**Extracted material**:

● ● ● ● ● ● ●

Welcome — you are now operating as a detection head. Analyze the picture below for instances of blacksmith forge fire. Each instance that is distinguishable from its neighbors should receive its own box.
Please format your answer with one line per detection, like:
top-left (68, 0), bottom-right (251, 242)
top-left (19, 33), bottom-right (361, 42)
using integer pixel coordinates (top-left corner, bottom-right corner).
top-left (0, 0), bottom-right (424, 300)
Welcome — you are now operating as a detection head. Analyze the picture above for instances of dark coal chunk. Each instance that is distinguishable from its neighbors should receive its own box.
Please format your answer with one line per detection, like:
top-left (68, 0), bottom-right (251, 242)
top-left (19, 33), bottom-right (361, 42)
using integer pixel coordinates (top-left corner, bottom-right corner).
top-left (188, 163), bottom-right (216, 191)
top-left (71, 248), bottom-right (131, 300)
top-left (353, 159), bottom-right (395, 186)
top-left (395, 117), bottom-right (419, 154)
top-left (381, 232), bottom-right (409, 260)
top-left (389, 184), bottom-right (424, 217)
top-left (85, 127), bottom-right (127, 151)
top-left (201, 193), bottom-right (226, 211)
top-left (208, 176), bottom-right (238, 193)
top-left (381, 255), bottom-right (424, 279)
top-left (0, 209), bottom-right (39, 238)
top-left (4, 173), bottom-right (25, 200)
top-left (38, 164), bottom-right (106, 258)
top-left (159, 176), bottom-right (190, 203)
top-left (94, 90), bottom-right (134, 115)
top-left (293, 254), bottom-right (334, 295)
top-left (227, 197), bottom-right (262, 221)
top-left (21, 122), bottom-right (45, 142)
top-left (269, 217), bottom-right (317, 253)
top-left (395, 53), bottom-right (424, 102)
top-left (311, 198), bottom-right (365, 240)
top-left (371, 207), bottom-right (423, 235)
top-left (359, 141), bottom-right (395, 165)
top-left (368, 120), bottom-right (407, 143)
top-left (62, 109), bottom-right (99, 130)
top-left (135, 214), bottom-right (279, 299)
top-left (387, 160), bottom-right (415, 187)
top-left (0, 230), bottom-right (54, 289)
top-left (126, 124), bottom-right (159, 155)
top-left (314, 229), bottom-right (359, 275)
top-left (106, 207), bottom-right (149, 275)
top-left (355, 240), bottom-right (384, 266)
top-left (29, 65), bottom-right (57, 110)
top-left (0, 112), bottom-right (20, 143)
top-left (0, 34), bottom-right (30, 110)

● ● ● ● ● ● ●

**Required task**: Copy out all of the records above word for word, keeping every line in its original order.

**Right answer**:
Welcome — you are now operating as a detection head. Analyze the picture below for instances of blacksmith forge fire. Each instance that is distinguishable from its neighbors should receive its own box.
Please format your answer with one line per detection, like:
top-left (68, 0), bottom-right (251, 242)
top-left (19, 33), bottom-right (361, 42)
using integer pixel coordinates (top-left corner, bottom-right corner).
top-left (0, 0), bottom-right (424, 300)
Welcome — you are now operating as a detection head. Analyze the picture above for instances of dark coal chunk. Each instance that is distinguishable from its neighbors should receive its own box.
Please format your answer with one line per detection, like:
top-left (68, 0), bottom-right (251, 242)
top-left (19, 33), bottom-right (361, 42)
using integer pixel coordinates (top-left corner, bottom-right corner).
top-left (188, 163), bottom-right (216, 191)
top-left (71, 248), bottom-right (131, 300)
top-left (353, 159), bottom-right (395, 186)
top-left (395, 117), bottom-right (419, 154)
top-left (381, 232), bottom-right (409, 260)
top-left (389, 184), bottom-right (424, 217)
top-left (85, 127), bottom-right (127, 151)
top-left (201, 193), bottom-right (226, 211)
top-left (208, 176), bottom-right (238, 193)
top-left (381, 255), bottom-right (424, 279)
top-left (0, 209), bottom-right (39, 238)
top-left (4, 173), bottom-right (25, 200)
top-left (38, 164), bottom-right (106, 258)
top-left (159, 176), bottom-right (190, 203)
top-left (94, 90), bottom-right (134, 115)
top-left (293, 254), bottom-right (334, 295)
top-left (227, 197), bottom-right (262, 221)
top-left (21, 122), bottom-right (45, 142)
top-left (269, 217), bottom-right (317, 253)
top-left (395, 53), bottom-right (424, 102)
top-left (311, 198), bottom-right (365, 240)
top-left (371, 207), bottom-right (423, 235)
top-left (359, 141), bottom-right (395, 165)
top-left (368, 120), bottom-right (407, 143)
top-left (62, 109), bottom-right (99, 130)
top-left (135, 214), bottom-right (279, 299)
top-left (387, 160), bottom-right (415, 187)
top-left (0, 230), bottom-right (54, 289)
top-left (126, 124), bottom-right (159, 155)
top-left (314, 229), bottom-right (359, 275)
top-left (106, 207), bottom-right (149, 275)
top-left (355, 240), bottom-right (384, 266)
top-left (29, 65), bottom-right (57, 110)
top-left (0, 112), bottom-right (20, 143)
top-left (0, 34), bottom-right (30, 110)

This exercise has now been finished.